Trecho do documento:
========================================
A música alimentava a infância de Nova Cruz. A vida diária tinha ritmo e melodia.

Para mim, eram quase músicas a chuva caindo na telha-vã ou pela biqueira, o som das grandes águas barrentas nas cheias do rio Curimataú, o rouco chocalho das vacas e o agudo tilintar dos chocalinhos das ovelhas.

Em nossa casa, o dia começava com meu pai cantando canções românticas. Também repetia uma canção de ninar do tempo da escravatura que embalara a sua mãe. Hoje, seria proibida por lei e pelos costumes: “Esta noite eu peguei um burro, / amarrei no pé do muro / e o bicho está lá. / Ei, mulata-tá-tá, mulata minha nega, mulata-tá-tá”. Eu quase chorava com pena do burrinho que passava a noite inteira amarrado.

O grande sino da matriz, que cheguei a tocar, comandava a comunidade. Seu badalar tinha várias motivações: a chamada para atos religiosos, a alegria das festas, até a tristeza dos finados.

Coroinha, cantávamos em latim o louvor medieval composto por São Tomás de Aquino: “Tantum Ergo”. Não sabíamos o sentido das palavras, mas caprichávamos na pronúncia. Ajudando o padre durante a celebração da missa, também em latim, acionávamos a campainha na hora da elevação.

A cidade alegrava-se com a banda regida pelo Tenente Freitas, tocando dobrados compostos em homenagem a personalidades locais. Muito cedo, ouvíamos as alvoradas. Olival, o filho, é o maestro sucessor na banda. Do grupo musical, participavam suas três bonitas filhas, moças exímias nos instrumentos de sopro.

Chiquito Trindade tocava violão e era líder do regional. O clarinete merecia tratamento especial. Era executado por Luís Tavares, alfaiate que morava na esquina da Rua do Fogo. Ou por “Papo”, assim chamado quando estava bêbado. Quando sóbrio, apresentava-se: “Sou André Ferreira da Silva, seu criado”.

A feira semanal tinha de tudo, com dimensão só comparável à Feira do Alecrim. A cantiga de violeiros harmonizava o ambiente e superava os refrãos dos vendedores.

Chamava à atenção o cego Gaspar, de grandes olhos brancos e elegantemente trajado de mescla azul da marca Dona Isabel. Ele agradecia cantando: “Deus lhe pague a sua esmola / que mais lhe tenha pra dar / te livre do mal vizinho / que é a pior peste que há”.

Ciço Canam-Canam, fazendo caretas, raspava o reco-reco. Espantava os meninos encostando os beiços no nariz. Cantando uma embolada: “E é papai / E é mamãe / e é titia. Eu canto toda famia, patati, patipatá”.

Galo-de-campina, apelido que louvava o compositor João Ramos, lembrava a invenção musical do passarinho. Chico Mentira tocava um piano ancestral, batendo nas cordas. Somente a música era verdadeira.

Nova Cruz daquele tempo podia concorrer com Carnaúba dos Dantas para merecer o título de A Cidade da Música.
========================================
Dados coletados:

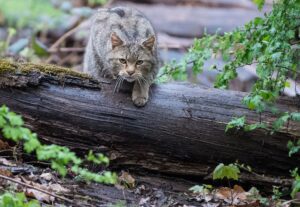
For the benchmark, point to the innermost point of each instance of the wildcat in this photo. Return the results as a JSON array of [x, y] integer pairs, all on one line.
[[123, 46]]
========================================
Complete o seguinte:
A) Duplique, sem nenhuma alteração, o trecho do texto sobre a música em Nova Cruz que vai de "Em nossa casa, o" até "tristeza dos finados.".
B) Resuma em duas frases o texto sobre a música em Nova Cruz.
C) Com base no texto sobre a música em Nova Cruz, explique em uma frase por que a canção de ninar repetida pelo pai quase fazia chorar quem narra.

Exercícios resolvidos:
A)
Em nossa casa, o dia começava com meu pai cantando canções românticas. Também repetia uma canção de ninar do tempo da escravatura que embalara a sua mãe. Hoje, seria proibida por lei e pelos costumes: “Esta noite eu peguei um burro, / amarrei no pé do muro / e o bicho está lá. / Ei, mulata-tá-tá, mulata minha nega, mulata-tá-tá”. Eu quase chorava com pena do burrinho que passava a noite inteira amarrado.

O grande sino da matriz, que cheguei a tocar, comandava a comunidade. Seu badalar tinha várias motivações: a chamada para atos religiosos, a alegria das festas, até a tristeza dos finados.

B) Na infância em Nova Cruz, a música estava presente nos sons da chuva, do rio e dos animais, nas canções do pai, no sino da matriz, no canto em latim da missa e na banda regida pelo Tenente Freitas. A feira semanal reunia violeiros e figuras como o cego Gaspar e Ciço Canam-Canam, e a cidade podia concorrer com Carnaúba dos Dantas ao título de A Cidade da Música.

C) A letra fala de um burro amarrado no pé do muro, e quem narra sentia pena do burrinho que passava a noite inteira amarrado.